• [What the task asks]: Would you write out the records below exactly as given?

-------- Supplied material

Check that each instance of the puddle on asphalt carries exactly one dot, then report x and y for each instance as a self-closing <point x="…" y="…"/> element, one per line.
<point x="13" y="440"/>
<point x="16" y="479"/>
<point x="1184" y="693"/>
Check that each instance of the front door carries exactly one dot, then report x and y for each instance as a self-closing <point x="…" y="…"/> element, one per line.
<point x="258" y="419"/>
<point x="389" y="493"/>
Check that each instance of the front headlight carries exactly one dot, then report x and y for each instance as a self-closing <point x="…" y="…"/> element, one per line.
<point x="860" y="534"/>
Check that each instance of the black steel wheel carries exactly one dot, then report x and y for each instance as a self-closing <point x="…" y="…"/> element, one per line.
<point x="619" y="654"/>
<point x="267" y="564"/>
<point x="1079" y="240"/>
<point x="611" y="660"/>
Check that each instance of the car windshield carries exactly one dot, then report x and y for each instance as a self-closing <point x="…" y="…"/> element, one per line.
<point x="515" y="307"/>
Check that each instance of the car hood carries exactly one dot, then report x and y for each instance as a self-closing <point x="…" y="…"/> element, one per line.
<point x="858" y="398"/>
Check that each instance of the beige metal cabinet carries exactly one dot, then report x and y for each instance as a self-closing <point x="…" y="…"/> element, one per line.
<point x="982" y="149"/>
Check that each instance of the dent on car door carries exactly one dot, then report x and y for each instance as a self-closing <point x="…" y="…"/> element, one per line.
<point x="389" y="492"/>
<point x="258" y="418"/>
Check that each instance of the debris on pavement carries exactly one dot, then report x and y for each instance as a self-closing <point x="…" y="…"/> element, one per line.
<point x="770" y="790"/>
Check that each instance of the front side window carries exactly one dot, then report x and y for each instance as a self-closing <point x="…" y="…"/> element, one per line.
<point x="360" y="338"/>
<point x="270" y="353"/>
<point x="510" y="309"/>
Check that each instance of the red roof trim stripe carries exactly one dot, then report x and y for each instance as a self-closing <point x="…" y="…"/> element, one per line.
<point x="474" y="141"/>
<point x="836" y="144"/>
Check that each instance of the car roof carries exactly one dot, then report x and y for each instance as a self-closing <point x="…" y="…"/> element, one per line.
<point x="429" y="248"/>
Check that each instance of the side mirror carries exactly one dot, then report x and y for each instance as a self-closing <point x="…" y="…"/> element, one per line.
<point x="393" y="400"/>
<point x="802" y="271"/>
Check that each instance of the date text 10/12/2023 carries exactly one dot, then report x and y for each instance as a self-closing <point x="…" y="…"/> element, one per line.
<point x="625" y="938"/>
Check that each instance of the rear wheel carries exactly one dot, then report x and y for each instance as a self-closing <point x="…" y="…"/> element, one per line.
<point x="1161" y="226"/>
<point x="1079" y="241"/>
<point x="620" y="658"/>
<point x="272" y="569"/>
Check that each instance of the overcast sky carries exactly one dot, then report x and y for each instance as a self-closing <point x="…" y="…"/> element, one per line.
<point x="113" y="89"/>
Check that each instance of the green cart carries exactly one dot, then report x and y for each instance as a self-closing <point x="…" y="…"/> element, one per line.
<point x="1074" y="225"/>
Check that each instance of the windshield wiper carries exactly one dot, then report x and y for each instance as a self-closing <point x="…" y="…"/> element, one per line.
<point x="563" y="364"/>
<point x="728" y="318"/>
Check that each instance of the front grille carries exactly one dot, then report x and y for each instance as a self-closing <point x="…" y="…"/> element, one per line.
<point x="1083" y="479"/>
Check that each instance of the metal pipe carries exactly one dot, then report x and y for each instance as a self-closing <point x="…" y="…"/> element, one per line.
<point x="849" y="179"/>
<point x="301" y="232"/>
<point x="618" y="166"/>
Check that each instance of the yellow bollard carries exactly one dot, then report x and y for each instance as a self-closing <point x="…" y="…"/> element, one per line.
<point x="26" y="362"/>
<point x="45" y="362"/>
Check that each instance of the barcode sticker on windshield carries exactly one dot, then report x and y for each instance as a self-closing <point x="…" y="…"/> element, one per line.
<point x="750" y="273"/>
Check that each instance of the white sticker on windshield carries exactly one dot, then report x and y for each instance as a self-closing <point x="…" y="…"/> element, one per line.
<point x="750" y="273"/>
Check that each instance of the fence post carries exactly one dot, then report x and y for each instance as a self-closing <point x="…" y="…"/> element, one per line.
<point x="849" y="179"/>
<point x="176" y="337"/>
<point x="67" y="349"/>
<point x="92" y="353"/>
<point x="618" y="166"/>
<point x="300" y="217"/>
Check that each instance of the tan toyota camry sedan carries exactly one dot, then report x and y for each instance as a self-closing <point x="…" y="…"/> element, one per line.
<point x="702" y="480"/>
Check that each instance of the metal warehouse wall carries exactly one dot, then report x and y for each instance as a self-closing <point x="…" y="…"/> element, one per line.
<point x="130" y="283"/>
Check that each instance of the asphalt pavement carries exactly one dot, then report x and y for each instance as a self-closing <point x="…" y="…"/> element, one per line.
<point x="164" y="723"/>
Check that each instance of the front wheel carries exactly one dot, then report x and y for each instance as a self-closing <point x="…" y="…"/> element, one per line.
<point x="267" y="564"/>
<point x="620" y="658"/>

----------------

• [Response area]:
Check that each instance of the puddle on asphalt carries exactly one dot, then report x and y for each instance as a self-closing <point x="…" y="…"/> element, one per line.
<point x="13" y="440"/>
<point x="16" y="479"/>
<point x="1184" y="693"/>
Check that each instance of the front door carries exactly one dot, then report x and y for each instance as a self-closing <point x="…" y="…"/> element, one per line.
<point x="258" y="419"/>
<point x="389" y="493"/>
Check that each instance of the front headlight carries exactly one dot, then report x and y for each instance as a self-closing <point x="…" y="…"/> element, one per line.
<point x="860" y="534"/>
Check that each instance of the black steel wheel carries exactly one dot, then report x and y for each instance as a self-closing <point x="…" y="…"/> element, one per line.
<point x="619" y="654"/>
<point x="267" y="564"/>
<point x="1079" y="240"/>
<point x="611" y="660"/>
Check that each instance of the car windshield carries exactly one dot, then report x and y for each instance as a self-closing <point x="…" y="…"/> element, one per line.
<point x="515" y="307"/>
Check that each instance of the car hood carries exactly one dot, then report x and y for each instance as a self-closing <point x="…" y="…"/> element, one per line.
<point x="858" y="398"/>
Check that each instance of the beige metal cabinet carries exactly one dot, then report x and y for each instance as a self-closing <point x="…" y="…"/> element, one per line.
<point x="982" y="149"/>
Check that each instance of the dent on car door carries exactly one dot, then report x and y for each instance as a self-closing <point x="…" y="…"/> element, one per line.
<point x="389" y="492"/>
<point x="258" y="418"/>
Check that each instance of the debris on pavement carries exactly one dot, then report x and y for each instance as a self-closing <point x="…" y="…"/> element, one per line.
<point x="770" y="790"/>
Check that each instance of the front side window carries exactly one dot, then report x and y for each instance as a self-closing <point x="…" y="…"/> element, one per line.
<point x="360" y="338"/>
<point x="270" y="353"/>
<point x="510" y="309"/>
Check that each instance of the red roof trim stripe carries exactly one dot, then report x and y for each instance as a self-closing <point x="…" y="…"/> element, one per line.
<point x="474" y="141"/>
<point x="836" y="144"/>
Check that each instance of the car roof carries exactly one dot, then report x and y for each instance as a self-closing <point x="…" y="…"/> element, one per line.
<point x="429" y="248"/>
Check that each instance of the side mirror carries exactly one dot, then report x and y for each instance as a self-closing <point x="…" y="…"/> element, one per line.
<point x="393" y="400"/>
<point x="802" y="271"/>
Check that each instance of the date text 10/12/2023 carries exactly one dot, then report x and y for each instance as a self-closing <point x="…" y="…"/> element, one per line.
<point x="625" y="938"/>
Check that each instance of the rear wheel carries exactly one dot, then report x and y for each instance as a self-closing <point x="…" y="…"/> element, one per line.
<point x="1161" y="226"/>
<point x="1079" y="241"/>
<point x="620" y="658"/>
<point x="272" y="569"/>
Check that each instance of the overcast sky carries exactly one dot, then report x and y for each instance as a self-closing <point x="…" y="…"/> element, one per line.
<point x="113" y="89"/>
Check that each instance of the green cart carries exactly one dot, then report x and y for each instance as a self-closing <point x="…" y="…"/> element, one per line.
<point x="1074" y="225"/>
Check that each instance of the windshield wiper carries exactly one dot, then report x and y for each instance as a self-closing <point x="…" y="…"/> element, one per line.
<point x="563" y="364"/>
<point x="728" y="318"/>
Check that each instance of the front grille carries exactly one dot, then report x and y for each instance as a self-closing <point x="…" y="…"/> element, one per line.
<point x="1083" y="479"/>
Check that each instance of the metal pipe carries exactly one dot, then report x and y for each instance as a self-closing <point x="…" y="…"/> element, one per line.
<point x="849" y="179"/>
<point x="301" y="232"/>
<point x="618" y="166"/>
Check that each instance of the yellow bollard carries exactly one dot, then report x and y for each instance as a self-closing <point x="…" y="…"/> element, one per line.
<point x="26" y="362"/>
<point x="45" y="362"/>
Check that each instance of the barcode sticker on windshield carries exactly one dot, then report x and y for each instance as a self-closing <point x="…" y="…"/> element, one per line.
<point x="750" y="273"/>
Check that each instance of the white sticker on windshield carries exactly one dot, then report x and y for each instance as a self-closing <point x="…" y="…"/> element, one per line.
<point x="750" y="273"/>
Check that each instance of the fence post carries exactly one dot, then report x and y for each instance as a self-closing <point x="…" y="…"/> element, one per line.
<point x="849" y="179"/>
<point x="176" y="337"/>
<point x="67" y="349"/>
<point x="92" y="353"/>
<point x="618" y="166"/>
<point x="300" y="217"/>
Check that each instance of the tan toyota camry sedan carries exactly one dot, then report x and y for each instance as a self-closing <point x="…" y="…"/> element, one per line.
<point x="702" y="480"/>
Check that each instance of the metal warehouse wall carries exactly one dot, then report x and y for each instance as a self-closing <point x="…" y="…"/> element, one per line.
<point x="130" y="283"/>
Check that each instance of the asphalt pavement carries exactly one dot, then report x and y for each instance as a self-closing <point x="…" y="…"/> element, one per line.
<point x="164" y="723"/>
Check that each instance of the front wheel carries exactly one dot, then report x and y for each instance as a self-closing <point x="…" y="…"/> element, one per line.
<point x="267" y="564"/>
<point x="620" y="658"/>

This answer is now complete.